== 提供テキスト ==
▼

昇太自身も、この20年で大きく変わった。

「変わらずにやっているんですけどもね。でも、本当に喜劇って面白いなって思う。僕は役者じゃなく、落語家ですけど、言葉の組み合わせを変えただけ、ちょっと間を変えるだけでウケ方が変わる。それは、落語でもあることなんですけど。毎回、台本が来て、読んで、これはどこでウケるのかなと思うんだけど、三宅(裕司)さんが演出をやるんですけど、いつの間にか爆笑劇になっている」

今回は滑舌を良くするため、マジックの学校に通う落語好きの男の役。

「滑舌の悪い落語好きの役。落語もカテゴリーでいうと演劇で、演劇でやってることを1人でやるのが落語。僕の中では、あんまり区別はしてない。特別なことやってるっていう気持ちはないんですけどね」

この20年で44歳だった昇太も還暦を迎え、64歳になった。落語芸術協会会長。「笑点」司会と、重きをなすようになった。

「いや、あのね、皆さん、楽屋で話すのが病気とか年金のことになった(笑い)。だいぶ年はとってきたんですけど、なんか僕は、この人はもっと年をとったら、どうなるんだろうと思って。すごい楽しみにしてるところがある」

★「ひと言で回答者のウケ方が倍に」笑点6代目司会者

東海大に入学して落語研究会に入部。それまでは落語に興味がなかった。

「そうですね、嫌いでしたから。あんな古くさいのなんかって思っていたので。たまたま、ラテンアメリカ研究会に行ったら人がいなくて、隣の落研の人が声をかけてくれた。話をしてたら面白かったんで、ここでいいやと思った。落研に入ってから、落語を始めました」

それが、4年後には5代目春風亭柳昇に入門した。

「いや、とにかく生で聞いたら面白かった。それまで、おじいさんが黒い着物を着てボソボソしゃべってるのが落語だったんですけどね、生の落語を初めて聞いた時の衝撃がすごくて。当時、二つ目だった(春風亭)小朝さんが、すごい面白くて。それで、一気に落語というものに興味を持ち始めた」

数ある落語家の中から、春風亭柳昇師匠を選んで入門した。

▲

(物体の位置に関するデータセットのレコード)

▼

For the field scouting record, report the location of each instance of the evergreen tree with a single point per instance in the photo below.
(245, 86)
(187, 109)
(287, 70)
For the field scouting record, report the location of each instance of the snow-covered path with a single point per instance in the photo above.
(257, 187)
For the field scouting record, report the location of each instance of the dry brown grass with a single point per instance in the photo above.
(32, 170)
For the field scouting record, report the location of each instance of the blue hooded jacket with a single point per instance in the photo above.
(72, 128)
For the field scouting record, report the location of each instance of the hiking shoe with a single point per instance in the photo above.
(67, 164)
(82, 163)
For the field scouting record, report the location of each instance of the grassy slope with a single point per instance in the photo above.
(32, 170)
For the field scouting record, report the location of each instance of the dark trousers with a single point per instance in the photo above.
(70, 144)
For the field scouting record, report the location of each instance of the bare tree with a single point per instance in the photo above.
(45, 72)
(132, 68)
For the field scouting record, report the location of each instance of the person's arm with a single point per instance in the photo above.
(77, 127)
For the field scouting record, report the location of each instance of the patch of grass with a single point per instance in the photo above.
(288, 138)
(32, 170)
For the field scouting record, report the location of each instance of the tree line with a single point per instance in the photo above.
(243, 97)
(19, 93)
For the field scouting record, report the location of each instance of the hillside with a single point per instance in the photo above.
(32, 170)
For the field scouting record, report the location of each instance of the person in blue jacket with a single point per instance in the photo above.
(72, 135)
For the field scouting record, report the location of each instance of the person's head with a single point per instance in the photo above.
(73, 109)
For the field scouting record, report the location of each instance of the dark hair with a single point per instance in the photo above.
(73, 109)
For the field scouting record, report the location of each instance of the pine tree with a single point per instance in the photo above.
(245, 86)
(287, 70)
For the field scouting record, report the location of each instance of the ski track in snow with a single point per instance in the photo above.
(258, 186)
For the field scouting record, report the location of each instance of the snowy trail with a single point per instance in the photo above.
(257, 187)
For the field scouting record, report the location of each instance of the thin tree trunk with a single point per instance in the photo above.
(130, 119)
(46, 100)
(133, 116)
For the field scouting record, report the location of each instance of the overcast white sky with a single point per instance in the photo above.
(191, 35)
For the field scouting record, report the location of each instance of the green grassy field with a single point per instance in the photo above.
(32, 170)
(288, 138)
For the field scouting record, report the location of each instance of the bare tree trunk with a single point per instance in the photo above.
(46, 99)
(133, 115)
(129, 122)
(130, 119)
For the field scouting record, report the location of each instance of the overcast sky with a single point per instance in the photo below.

▲

== 実行するタスク ==
a) 昇太のインタビュー記事によると、昇太が落研に入る前にたまたま行った研究会はどこか。
b) 昇太のインタビュー記事から、「今回は滑舌を良くするため、マジックの学校に通う落語好きの男の役。」から「と、重きをなすようになった。」までを、両端の語句も含めて原文どおりに書き出すこと。

== タスク別の結果 ==
a) ラテンアメリカ研究会。

b)
今回は滑舌を良くするため、マジックの学校に通う落語好きの男の役。

「滑舌の悪い落語好きの役。落語もカテゴリーでいうと演劇で、演劇でやってることを1人でやるのが落語。僕の中では、あんまり区別はしてない。特別なことやってるっていう気持ちはないんですけどね」

この20年で44歳だった昇太も還暦を迎え、64歳になった。落語芸術協会会長。「笑点」司会と、重きをなすようになった。